--- START ---
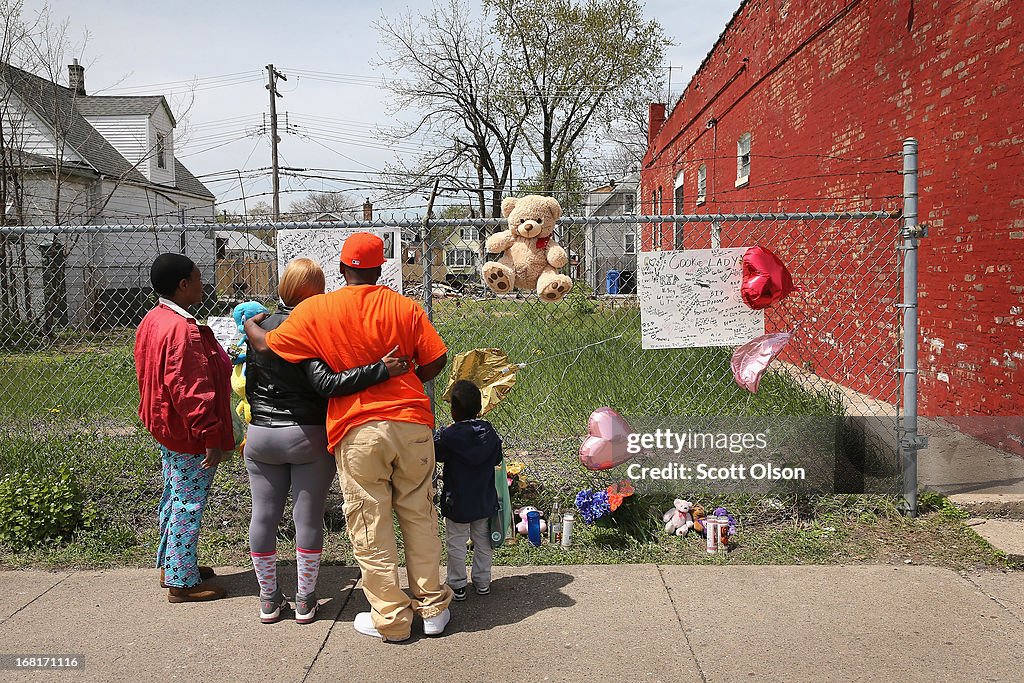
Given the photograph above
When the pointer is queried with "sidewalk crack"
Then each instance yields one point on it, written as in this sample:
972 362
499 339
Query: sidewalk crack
348 595
994 599
26 605
679 620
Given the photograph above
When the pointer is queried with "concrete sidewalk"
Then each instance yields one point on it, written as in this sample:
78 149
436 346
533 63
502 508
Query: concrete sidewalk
644 623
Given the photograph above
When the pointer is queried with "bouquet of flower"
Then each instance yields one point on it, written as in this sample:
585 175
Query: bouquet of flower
596 504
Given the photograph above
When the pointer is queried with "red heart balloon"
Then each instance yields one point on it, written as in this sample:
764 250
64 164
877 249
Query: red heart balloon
766 280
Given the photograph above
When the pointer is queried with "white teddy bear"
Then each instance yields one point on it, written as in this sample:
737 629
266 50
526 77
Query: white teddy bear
679 519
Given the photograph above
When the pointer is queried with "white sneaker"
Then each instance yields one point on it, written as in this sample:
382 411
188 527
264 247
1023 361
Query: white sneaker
435 625
364 623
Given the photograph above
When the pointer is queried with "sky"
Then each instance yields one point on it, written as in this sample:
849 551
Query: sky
209 59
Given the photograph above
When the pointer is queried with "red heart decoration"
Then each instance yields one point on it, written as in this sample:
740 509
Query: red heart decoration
766 280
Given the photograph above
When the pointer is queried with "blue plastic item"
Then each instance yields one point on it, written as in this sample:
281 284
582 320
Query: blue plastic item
611 282
534 526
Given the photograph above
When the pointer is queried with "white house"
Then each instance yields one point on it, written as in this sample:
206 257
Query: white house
612 246
83 159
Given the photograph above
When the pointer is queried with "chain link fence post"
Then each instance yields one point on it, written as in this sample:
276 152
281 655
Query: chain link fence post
910 441
428 278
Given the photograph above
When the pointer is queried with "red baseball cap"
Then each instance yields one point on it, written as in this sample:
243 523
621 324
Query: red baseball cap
363 250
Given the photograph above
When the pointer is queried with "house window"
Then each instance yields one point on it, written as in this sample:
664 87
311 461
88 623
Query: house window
743 160
458 258
161 151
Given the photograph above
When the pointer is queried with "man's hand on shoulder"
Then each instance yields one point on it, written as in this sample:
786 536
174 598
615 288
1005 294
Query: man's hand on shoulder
432 369
255 334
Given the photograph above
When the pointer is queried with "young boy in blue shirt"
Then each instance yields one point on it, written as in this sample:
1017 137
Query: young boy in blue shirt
470 450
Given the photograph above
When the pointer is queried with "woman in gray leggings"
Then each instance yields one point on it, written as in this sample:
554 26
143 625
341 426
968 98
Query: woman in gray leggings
286 447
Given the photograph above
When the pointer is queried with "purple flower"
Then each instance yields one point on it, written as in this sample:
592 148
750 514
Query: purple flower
592 505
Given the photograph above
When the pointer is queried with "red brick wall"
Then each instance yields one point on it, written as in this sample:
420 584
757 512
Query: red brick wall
828 90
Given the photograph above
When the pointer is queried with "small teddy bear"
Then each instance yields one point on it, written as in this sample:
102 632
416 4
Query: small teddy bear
530 258
522 527
679 519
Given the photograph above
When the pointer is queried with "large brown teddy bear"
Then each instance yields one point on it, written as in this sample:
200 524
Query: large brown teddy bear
529 257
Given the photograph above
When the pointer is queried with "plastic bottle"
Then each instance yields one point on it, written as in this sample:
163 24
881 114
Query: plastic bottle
555 525
534 526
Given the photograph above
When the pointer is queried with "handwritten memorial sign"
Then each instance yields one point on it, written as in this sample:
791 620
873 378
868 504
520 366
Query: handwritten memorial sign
691 298
324 246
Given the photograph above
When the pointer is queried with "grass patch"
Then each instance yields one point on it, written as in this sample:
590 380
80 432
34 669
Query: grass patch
76 403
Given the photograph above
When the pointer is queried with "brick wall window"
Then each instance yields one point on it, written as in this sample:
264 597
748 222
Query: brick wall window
460 258
743 160
677 228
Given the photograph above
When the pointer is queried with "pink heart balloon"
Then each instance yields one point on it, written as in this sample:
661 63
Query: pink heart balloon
605 446
751 360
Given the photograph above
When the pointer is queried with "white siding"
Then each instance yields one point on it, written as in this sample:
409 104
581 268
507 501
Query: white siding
29 132
129 135
161 123
132 204
41 208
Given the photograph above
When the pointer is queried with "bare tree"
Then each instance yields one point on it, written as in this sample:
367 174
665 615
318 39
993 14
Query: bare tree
579 62
460 87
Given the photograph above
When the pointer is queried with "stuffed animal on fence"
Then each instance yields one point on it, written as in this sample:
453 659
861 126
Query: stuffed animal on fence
679 519
530 258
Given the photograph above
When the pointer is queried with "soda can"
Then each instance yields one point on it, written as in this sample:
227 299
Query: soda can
567 520
711 530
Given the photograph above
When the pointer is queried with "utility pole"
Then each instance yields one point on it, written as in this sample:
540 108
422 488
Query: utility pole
--- END ---
▶ **Task to complete**
Go through the records and show every line with the string "pole" in it.

▶ **Answer for this exercise**
When the pointer is queried with "utility pole"
Query: utility pole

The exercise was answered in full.